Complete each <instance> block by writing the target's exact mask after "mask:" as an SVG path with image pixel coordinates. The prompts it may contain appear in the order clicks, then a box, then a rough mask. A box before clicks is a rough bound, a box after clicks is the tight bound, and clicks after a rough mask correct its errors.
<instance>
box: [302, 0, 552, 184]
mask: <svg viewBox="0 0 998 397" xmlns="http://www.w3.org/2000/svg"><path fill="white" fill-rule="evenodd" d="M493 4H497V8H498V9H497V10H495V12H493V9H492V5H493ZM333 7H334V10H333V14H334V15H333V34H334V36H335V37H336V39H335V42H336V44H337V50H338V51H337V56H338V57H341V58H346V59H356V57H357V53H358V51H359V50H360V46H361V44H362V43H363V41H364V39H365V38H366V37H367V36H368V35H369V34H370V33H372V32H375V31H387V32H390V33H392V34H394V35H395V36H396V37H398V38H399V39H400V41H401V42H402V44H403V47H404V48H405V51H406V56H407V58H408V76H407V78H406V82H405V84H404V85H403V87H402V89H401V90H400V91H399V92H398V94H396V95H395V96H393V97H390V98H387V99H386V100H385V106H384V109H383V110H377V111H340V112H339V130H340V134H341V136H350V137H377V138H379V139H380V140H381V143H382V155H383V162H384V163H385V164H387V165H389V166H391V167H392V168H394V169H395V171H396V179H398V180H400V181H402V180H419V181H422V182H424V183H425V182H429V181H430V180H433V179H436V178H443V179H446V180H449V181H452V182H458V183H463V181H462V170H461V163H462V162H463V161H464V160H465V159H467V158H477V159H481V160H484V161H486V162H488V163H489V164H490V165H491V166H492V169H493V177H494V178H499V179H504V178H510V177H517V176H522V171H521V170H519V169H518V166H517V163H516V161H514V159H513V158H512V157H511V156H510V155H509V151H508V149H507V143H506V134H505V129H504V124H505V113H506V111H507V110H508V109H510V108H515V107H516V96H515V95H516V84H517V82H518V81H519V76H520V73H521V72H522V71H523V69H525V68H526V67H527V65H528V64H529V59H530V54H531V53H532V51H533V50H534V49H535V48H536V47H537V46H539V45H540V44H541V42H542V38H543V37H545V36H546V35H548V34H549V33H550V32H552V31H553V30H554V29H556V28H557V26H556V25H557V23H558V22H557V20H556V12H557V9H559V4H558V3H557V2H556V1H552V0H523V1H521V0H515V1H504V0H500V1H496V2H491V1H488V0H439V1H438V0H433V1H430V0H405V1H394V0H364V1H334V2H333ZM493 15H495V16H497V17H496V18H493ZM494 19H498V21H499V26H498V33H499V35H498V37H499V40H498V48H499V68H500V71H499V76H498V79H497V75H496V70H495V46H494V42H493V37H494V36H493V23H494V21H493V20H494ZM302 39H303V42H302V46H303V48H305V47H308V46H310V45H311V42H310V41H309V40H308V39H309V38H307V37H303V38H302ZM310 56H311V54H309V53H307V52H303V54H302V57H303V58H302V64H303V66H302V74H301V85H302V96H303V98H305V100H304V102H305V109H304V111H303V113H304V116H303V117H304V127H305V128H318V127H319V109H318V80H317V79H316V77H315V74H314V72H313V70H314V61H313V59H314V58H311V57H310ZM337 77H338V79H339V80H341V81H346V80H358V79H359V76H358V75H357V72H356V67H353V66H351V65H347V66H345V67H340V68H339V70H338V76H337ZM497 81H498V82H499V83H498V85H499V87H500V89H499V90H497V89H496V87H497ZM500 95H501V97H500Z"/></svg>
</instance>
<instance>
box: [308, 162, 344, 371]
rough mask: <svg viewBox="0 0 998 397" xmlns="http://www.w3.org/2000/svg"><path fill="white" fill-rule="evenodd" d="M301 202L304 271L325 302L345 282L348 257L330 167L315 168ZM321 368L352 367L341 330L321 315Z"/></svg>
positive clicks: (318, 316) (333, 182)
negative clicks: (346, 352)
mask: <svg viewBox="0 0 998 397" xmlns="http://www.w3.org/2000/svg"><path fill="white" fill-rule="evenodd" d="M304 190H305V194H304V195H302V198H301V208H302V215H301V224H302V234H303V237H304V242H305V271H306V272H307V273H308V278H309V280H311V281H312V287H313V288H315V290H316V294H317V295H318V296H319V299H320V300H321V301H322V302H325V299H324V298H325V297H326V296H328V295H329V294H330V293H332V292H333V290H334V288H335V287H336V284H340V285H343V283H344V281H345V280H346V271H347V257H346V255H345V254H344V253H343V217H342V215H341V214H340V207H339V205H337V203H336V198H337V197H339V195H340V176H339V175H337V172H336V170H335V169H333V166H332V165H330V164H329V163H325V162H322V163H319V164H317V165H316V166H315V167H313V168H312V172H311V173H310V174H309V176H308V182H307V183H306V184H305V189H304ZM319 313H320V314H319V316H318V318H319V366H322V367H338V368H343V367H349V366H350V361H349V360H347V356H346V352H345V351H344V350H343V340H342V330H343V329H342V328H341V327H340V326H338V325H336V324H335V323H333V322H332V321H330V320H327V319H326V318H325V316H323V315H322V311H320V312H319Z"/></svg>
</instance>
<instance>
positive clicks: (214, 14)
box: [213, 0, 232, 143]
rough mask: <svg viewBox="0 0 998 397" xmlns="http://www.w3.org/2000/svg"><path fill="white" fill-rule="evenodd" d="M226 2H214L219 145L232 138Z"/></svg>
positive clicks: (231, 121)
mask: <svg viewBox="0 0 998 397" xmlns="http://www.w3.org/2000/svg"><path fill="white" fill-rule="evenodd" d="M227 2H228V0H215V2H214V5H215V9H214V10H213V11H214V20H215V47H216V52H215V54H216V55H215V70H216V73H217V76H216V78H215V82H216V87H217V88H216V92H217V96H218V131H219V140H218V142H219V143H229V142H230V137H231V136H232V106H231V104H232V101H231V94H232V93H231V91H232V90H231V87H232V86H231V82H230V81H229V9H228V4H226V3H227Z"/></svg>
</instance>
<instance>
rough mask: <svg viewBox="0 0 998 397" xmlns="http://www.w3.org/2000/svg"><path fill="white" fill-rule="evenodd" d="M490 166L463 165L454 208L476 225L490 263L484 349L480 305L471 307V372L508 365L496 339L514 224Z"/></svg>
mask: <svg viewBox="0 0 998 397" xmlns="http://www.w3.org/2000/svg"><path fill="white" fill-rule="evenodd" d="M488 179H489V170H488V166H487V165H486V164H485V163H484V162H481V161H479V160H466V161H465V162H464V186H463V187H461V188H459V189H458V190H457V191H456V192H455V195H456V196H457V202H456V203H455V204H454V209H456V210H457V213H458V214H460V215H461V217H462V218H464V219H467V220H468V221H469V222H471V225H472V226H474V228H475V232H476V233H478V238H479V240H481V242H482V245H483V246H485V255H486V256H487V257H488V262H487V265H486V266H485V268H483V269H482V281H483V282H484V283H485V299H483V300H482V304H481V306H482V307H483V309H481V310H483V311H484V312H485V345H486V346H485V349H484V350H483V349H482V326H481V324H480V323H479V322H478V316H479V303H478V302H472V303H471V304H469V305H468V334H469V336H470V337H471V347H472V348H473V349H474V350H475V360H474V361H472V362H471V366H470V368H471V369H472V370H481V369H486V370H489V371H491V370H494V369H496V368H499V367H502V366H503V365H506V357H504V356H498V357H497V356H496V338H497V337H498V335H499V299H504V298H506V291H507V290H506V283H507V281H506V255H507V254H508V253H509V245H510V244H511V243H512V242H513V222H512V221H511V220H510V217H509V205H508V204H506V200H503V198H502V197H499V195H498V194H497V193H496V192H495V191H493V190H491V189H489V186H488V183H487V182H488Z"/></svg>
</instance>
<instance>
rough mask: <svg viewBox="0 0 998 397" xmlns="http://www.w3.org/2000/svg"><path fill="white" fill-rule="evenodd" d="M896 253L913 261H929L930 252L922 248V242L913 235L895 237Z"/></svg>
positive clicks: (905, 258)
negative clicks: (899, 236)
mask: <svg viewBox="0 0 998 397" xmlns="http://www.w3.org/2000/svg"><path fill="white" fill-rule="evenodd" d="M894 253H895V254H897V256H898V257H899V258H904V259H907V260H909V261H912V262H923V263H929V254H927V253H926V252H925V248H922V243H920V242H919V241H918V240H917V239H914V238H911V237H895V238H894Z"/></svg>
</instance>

The task:
Please copy the lines above from the line with "box: [308, 162, 344, 371]" up to and including the line with "202L304 271L325 302L345", exactly as written and with nothing else.

Result for this exercise:
box: [308, 162, 344, 371]
rough mask: <svg viewBox="0 0 998 397" xmlns="http://www.w3.org/2000/svg"><path fill="white" fill-rule="evenodd" d="M301 202L304 271L325 302L345 282L348 257L330 167L315 168ZM321 368L352 367L341 330L321 315Z"/></svg>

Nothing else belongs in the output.